DIRECTIONS →
Could you copy every one of the items below verbatim, leaving the pictures out of your answer?

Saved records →
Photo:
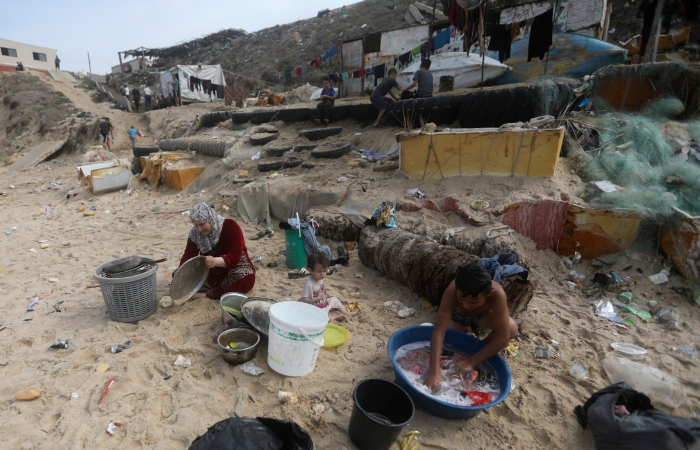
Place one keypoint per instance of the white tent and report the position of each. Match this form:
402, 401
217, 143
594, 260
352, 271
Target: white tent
197, 82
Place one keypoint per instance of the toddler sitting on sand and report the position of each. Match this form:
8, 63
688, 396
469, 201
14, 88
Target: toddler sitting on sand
315, 292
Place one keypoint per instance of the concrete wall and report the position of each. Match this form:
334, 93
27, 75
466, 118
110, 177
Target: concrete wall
134, 63
25, 55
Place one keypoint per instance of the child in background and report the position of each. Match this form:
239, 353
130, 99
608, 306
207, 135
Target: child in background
314, 291
132, 136
327, 99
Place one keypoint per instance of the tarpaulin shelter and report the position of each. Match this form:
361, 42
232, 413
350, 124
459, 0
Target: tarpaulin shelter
203, 83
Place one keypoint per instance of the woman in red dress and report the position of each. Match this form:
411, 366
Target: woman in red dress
221, 241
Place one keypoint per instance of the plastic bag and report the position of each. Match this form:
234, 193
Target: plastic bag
658, 385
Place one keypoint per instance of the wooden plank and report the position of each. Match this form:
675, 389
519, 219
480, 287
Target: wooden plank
37, 155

RESPONSE FOR THIS EXERCISE →
Photo:
Place one keypoint per instance of the white tent and report the position of each. Match this form:
402, 401
217, 143
594, 260
352, 271
Target: white tent
197, 82
Place one keypoint per instance of the toddler sitting on sand and report the position of each. Match this form:
8, 63
688, 396
469, 201
14, 88
Target: toddler sitting on sand
315, 292
Place one keypoint per instance of the concrete wall and report the position of each. Match this form:
334, 93
27, 75
466, 118
110, 177
Target: concrete wall
134, 63
25, 55
Place one keypoint per instance of the child in background and report the position of each. Match this form:
239, 353
130, 99
608, 306
207, 135
Target: child in background
314, 291
132, 136
327, 99
Place one keypoint per instance of the tarpaulin shelter and report the position of each. Match this form:
361, 42
232, 413
350, 124
459, 0
Target: tarpaulin shelter
203, 83
Place one keypoint per instance of the woman in red dress and report the position of each. Match this form:
411, 366
Target: woman in red dress
221, 241
Place one keypoint per instance of the plastic bag and report the position of each. Match this form:
234, 193
Target: plastic bag
658, 385
Place one keypoint per instance of the wooden plank and report the position of each. Match this form:
675, 389
519, 219
480, 287
Target: wooden plank
37, 155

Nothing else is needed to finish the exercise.